How much would cost this multi Panda board server vs a single i7? cost/performance
And how many energy this multi PAnda spend vs a single i7 energy efficiency
Also how well i7 scales vs ARM, then 4 i7s vs 4 multi Panda Borads alike systems, with the intermediate steps.
When comparing to an i7, ARM clusters seem to be much more expensive, a bit less power efficient, and not much faster, if at all. I think you're underestimating the power of Sandy Bridge and Ivy Bridge i7s. Even AMD systems are likely more power, time, and cost efficient. Keep in mind that whenever you do cluster computing, for every computer you add you're wasting electricity on powering a whole separate system, you drastically lower latency (by communication, error checking, translation between gathering the data and interpreting it for use, timing everything properly, the relatively lengthy wires, etc), you spend more time setting it up, and the more systems you have there's a higher probability of failure. In other words, if you're looking to massively parallel something without going beyond 64 cores, you're wasting time, energy, effort, and money on a cluster. You can get up to 64 threads in 1 system with a SPARC T3 setup. Also, there are server motherboards that allow 4 AMD CPUs at a time. I'm not sure if they support socket G34 (I think that's the socket name) but if they do you can have up to 48 cores using 4 of AMD's 12-core Opterons. Those Opterons are overall a much much better value than the Intel competitor.

● **Provided information**
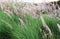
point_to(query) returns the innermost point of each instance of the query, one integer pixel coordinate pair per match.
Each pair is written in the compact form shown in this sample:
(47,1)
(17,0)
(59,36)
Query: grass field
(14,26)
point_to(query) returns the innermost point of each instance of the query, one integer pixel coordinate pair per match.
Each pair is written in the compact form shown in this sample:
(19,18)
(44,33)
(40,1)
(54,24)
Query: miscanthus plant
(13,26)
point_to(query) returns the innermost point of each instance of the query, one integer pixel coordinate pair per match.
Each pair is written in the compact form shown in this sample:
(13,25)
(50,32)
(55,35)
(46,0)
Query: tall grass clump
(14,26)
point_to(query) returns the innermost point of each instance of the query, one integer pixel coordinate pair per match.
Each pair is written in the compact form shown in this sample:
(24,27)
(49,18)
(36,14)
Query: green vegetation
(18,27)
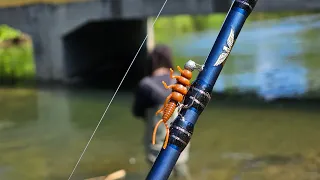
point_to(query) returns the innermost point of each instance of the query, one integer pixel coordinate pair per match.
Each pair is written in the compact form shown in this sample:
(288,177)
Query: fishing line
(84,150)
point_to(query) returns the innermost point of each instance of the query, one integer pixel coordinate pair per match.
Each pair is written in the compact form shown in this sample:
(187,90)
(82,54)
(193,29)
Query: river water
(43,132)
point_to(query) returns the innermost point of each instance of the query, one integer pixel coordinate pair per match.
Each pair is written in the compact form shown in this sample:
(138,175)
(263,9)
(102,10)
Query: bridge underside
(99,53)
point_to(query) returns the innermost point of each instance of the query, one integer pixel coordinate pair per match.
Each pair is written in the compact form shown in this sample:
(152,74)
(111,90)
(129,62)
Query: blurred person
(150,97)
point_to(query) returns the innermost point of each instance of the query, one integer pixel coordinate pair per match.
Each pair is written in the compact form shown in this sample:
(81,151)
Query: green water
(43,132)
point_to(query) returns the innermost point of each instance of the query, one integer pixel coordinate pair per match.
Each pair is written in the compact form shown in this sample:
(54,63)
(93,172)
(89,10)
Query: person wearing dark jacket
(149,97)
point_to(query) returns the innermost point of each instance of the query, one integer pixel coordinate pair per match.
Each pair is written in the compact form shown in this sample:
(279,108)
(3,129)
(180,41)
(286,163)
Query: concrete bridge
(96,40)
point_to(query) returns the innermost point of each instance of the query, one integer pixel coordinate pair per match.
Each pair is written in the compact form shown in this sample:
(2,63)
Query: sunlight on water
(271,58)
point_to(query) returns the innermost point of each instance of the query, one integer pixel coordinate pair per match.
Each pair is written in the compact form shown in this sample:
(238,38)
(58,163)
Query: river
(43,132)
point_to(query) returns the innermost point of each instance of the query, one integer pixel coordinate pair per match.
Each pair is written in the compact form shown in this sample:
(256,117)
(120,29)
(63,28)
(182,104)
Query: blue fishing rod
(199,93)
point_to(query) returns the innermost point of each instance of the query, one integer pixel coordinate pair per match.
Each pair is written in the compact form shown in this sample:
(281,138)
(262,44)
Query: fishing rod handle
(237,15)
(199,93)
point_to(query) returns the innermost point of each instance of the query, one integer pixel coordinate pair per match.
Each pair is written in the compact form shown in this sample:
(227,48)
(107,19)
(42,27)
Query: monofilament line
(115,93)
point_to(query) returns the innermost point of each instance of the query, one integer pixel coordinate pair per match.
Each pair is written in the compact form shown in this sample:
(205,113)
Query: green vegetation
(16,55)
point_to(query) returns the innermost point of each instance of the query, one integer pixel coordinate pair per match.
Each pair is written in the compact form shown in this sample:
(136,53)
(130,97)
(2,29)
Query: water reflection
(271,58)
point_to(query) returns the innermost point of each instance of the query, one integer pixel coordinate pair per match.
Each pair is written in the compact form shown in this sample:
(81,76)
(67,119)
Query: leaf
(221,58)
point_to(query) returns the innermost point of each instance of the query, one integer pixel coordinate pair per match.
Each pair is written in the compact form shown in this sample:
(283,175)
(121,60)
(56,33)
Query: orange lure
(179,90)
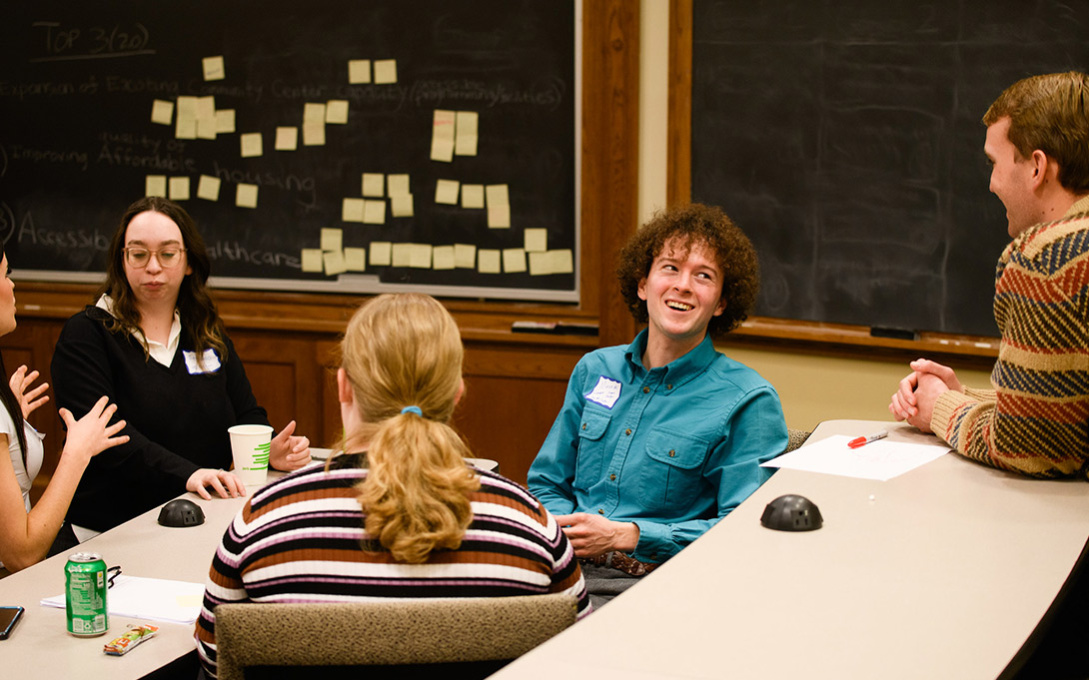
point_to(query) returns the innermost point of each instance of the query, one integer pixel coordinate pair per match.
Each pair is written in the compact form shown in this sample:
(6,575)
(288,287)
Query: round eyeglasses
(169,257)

● **Stated goal**
Turn the paragraph of the post above that begins "When comparing to an i7" into a short bulleted list that keeps its main facts.

● **Problem solution**
- Compared with an i7, ARM clusters appear much more expensive, a bit less power efficient, and little or no faster.
- Sandy Bridge and Ivy Bridge i7s are likely being underestimated, and even AMD systems may be more power, time, and cost efficient.
- In a cluster, every added computer wastes electricity on a separate system, takes more setup time, and raises the chance of failure.
- For massively parallel work up to 64 cores, a cluster wastes time, energy, effort, and money.
- A SPARC T3 setup offers up to 64 threads in one system.
- Some server motherboards take 4 AMD CPUs. If they support socket G34, four 12-core Opterons give up to 48 cores.
- Those Opterons are a much better value than the Intel competitor.